_SELECTED EXCERPT_.

Kramer said that Carlin had no recourse from the Vermont Supreme Court decision, and she now would stand trial on charges of gross negligent operation, serious injury resulting, and careless and negligent driving.
Kramer had successfully argued that Carlin’s actions did not represent gross negligence, but a “momentary distraction” that did not rise to the level of felonious behavior.
According to court records, Carlin, who was 19 at the time of the accident, struck Greene as he rode along Route 5 in Dummerston near the Colonel’s Cabin, a local bar. The accident occurred in the afternoon.
Carlin told police that she was using her GPS in her car to find a place to eat, and that her gaze had left the road momentarily.
The high court ordered the reinstatement of the criminal charges against Carlin, overturning decisions by two local trial judges, Karen Carroll and Katherine Hayes, who both ruled there wasn’t enough evidence to bring the case to trial.
David Tartter, the assistant attorney general who handled the appeal to the Vermont Supreme Court, said he had cited two Vermont criminal cases in his argument. Tartter had handled the appeal on behalf of the office of Tracy Kelly Shriver, the Windham County state’s attorney. A deputy in Shriver’s office, Scott Willison, handled the case until he transferred to the Chittenden County prosecutor’s office, Shriver said.
Tartter said the cases the high court relied on in making its decision were “fact specific” — in which both drivers struck pedestrians, in one case killing a person by the side of the road, and the other seriously injuring someone in a crosswalk.
Carroll first heard Carlin’s motion to dismiss. When Carroll granted the motion, the state’s attorney’s office asked for reconsideration. Hayes held an evidentiary hearing on the case and ultimately agreed with Carroll’s decision. Tartter, the assistant attorney general, appealed.
The high court, in its decision issued late last week, noted that Vermont statutes define gross negligence as “conduct with involves a gross deviation from the care that a reasonable person would have exercised in that situation.”
Negligence, the court noted, is a “breach of the duty to exercise ordinary care.”

_DATASET ENTRIES_.
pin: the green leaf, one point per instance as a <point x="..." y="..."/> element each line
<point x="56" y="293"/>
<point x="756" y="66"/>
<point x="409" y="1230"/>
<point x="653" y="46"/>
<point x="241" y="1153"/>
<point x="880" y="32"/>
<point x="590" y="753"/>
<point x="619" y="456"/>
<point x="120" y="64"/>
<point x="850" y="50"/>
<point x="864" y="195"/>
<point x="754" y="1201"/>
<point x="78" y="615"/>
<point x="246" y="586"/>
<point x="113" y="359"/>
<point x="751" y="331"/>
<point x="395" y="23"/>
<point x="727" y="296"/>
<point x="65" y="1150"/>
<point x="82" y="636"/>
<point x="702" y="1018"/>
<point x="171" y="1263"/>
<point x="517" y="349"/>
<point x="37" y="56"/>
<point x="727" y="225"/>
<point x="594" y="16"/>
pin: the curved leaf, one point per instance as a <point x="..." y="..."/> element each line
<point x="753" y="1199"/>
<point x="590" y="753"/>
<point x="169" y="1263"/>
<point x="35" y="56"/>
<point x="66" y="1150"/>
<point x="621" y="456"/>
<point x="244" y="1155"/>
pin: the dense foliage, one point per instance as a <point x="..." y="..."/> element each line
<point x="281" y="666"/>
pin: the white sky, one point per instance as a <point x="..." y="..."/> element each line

_TASKS AND EXERCISES_.
A: In the article on the Carlin case, what did Carlin tell police she was using in her car when her gaze left the road?
B: Condense the paragraph of the Carlin case article that begins "Carroll first heard Carlin’s motion to dismiss" into a short list of steps, keeping its main facts.
C: Resume the article on the Carlin case after its final sentence and carry it forward.
The records have no role in this work.

_RESULTS FOR EACH TASK_.
A: She was using her GPS to find a place to eat.

B:
- Carroll heard Carlin’s motion to dismiss and granted it.
- The state’s attorney’s office asked for reconsideration.
- Hayes held an evidentiary hearing and agreed with Carroll.
- Tartter, the assistant attorney general, appealed.

C:
“In distinguishing the two, we have said that gross negligence ‘amounts to a failure to exercise even a slight degree of care,’ and that it requires ‘more than an error of judgment, momentary inattention or loss of presence of mind,’” the court ruled.
The state’s high court noted that the state had presented more evidence to support the charge of gross negligence that went beyond what was described as Carlin’s “two seconds of inattention.”
“Defendant here was driving on a straight stretch of road in which the bicyclist would have been clearly visible prior to the accident,” according to the decision of all five justices.
The essential question for the jury to decide, the high court ruled, was whether Carlin’s decision to take her eyes off the road “when the risk of danger was heightened because of the presence of a bicyclist amounted to ‘a gross deviation from the care that a reasonable person would have exercised in that situation.’”
“It was, therefore, error for the trial court to dismiss the charge,” the justices wrote, adding it was best for the jury, and not the trial judge, to “weigh the facts and render a decision.”
Shriver said that Greene’s wife Eva had pushed hard to have the criminal charges reinstated, citing the devastating injuries her husband experienced. Eva Greene had testified before the Vermont Legislature earlier this year, requesting a ban on all drivers from using handheld electronic devices. A bill banning texting while driving was approved.